— Problem description —
All of the lines below are to be transcribed faithfully, with pictures excluded from the copy.

Position identification records:
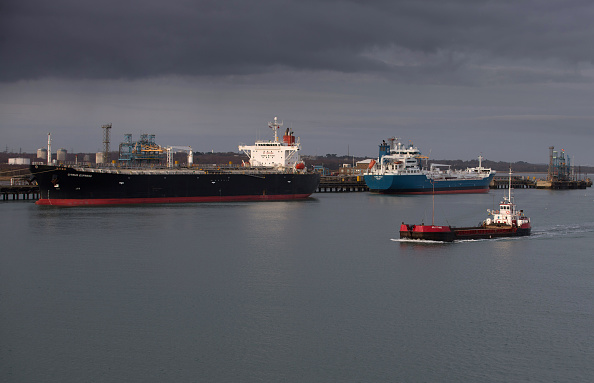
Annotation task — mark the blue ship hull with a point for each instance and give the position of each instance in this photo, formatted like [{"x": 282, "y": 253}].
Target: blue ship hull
[{"x": 421, "y": 184}]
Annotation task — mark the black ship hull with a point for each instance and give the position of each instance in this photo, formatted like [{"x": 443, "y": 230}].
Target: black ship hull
[
  {"x": 69, "y": 186},
  {"x": 449, "y": 234}
]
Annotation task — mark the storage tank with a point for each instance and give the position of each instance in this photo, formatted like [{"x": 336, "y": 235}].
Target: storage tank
[
  {"x": 19, "y": 161},
  {"x": 61, "y": 155},
  {"x": 42, "y": 153}
]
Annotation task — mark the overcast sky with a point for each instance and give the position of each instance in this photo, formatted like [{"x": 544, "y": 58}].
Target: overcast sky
[{"x": 458, "y": 78}]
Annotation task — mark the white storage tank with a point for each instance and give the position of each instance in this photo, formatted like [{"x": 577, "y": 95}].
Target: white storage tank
[
  {"x": 19, "y": 161},
  {"x": 61, "y": 155},
  {"x": 42, "y": 153}
]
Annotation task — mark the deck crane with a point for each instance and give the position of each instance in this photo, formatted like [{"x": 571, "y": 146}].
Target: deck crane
[{"x": 173, "y": 149}]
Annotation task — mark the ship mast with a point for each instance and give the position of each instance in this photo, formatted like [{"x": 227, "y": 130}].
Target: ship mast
[
  {"x": 275, "y": 126},
  {"x": 509, "y": 189}
]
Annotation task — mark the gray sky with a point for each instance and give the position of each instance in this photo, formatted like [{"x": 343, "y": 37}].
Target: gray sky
[{"x": 459, "y": 78}]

— Exercise response —
Annotation task — mark the blue ship hull with a point for each instance and give the position of each instance in this photo, formatted like [{"x": 282, "y": 253}].
Target: blue ship hull
[{"x": 421, "y": 184}]
Annotation task — mark the black ship hull with a point for each instance and give the position of each instance in this photo, formatted like [{"x": 443, "y": 230}].
Target: black ship hull
[
  {"x": 69, "y": 186},
  {"x": 449, "y": 234}
]
Annotation task — mark the storage tank with a point for each instance and give the position of each instance in this photo, formatted like [{"x": 336, "y": 235}].
Target: storage tank
[
  {"x": 19, "y": 161},
  {"x": 61, "y": 155},
  {"x": 42, "y": 153}
]
Annotation task — mark the overcast sky with a point for each instance and give the position of each instance in this photo, formatted like [{"x": 544, "y": 58}].
Target: overcast sky
[{"x": 458, "y": 78}]
Annotation task — mark the white storage tank with a point for each instance and give the position of each instance in this photo, formatted like [{"x": 577, "y": 95}].
Target: white storage tank
[
  {"x": 19, "y": 161},
  {"x": 61, "y": 155},
  {"x": 42, "y": 153}
]
Annotation task — mark the deck crane with a point for each instance and give the position of each instance in this photo, formatted like [{"x": 571, "y": 146}].
Target: deck crane
[{"x": 173, "y": 149}]
Annotation task — mark the ship mast with a point for each instance and give the position of each instance in this photo, formatted like [{"x": 227, "y": 130}].
Target: ship mast
[
  {"x": 275, "y": 126},
  {"x": 509, "y": 189}
]
Annotation task — mark the gray sky with a point for each instance and give the position of each instance in this photo, formatted like [{"x": 343, "y": 37}].
Target: gray sky
[{"x": 459, "y": 78}]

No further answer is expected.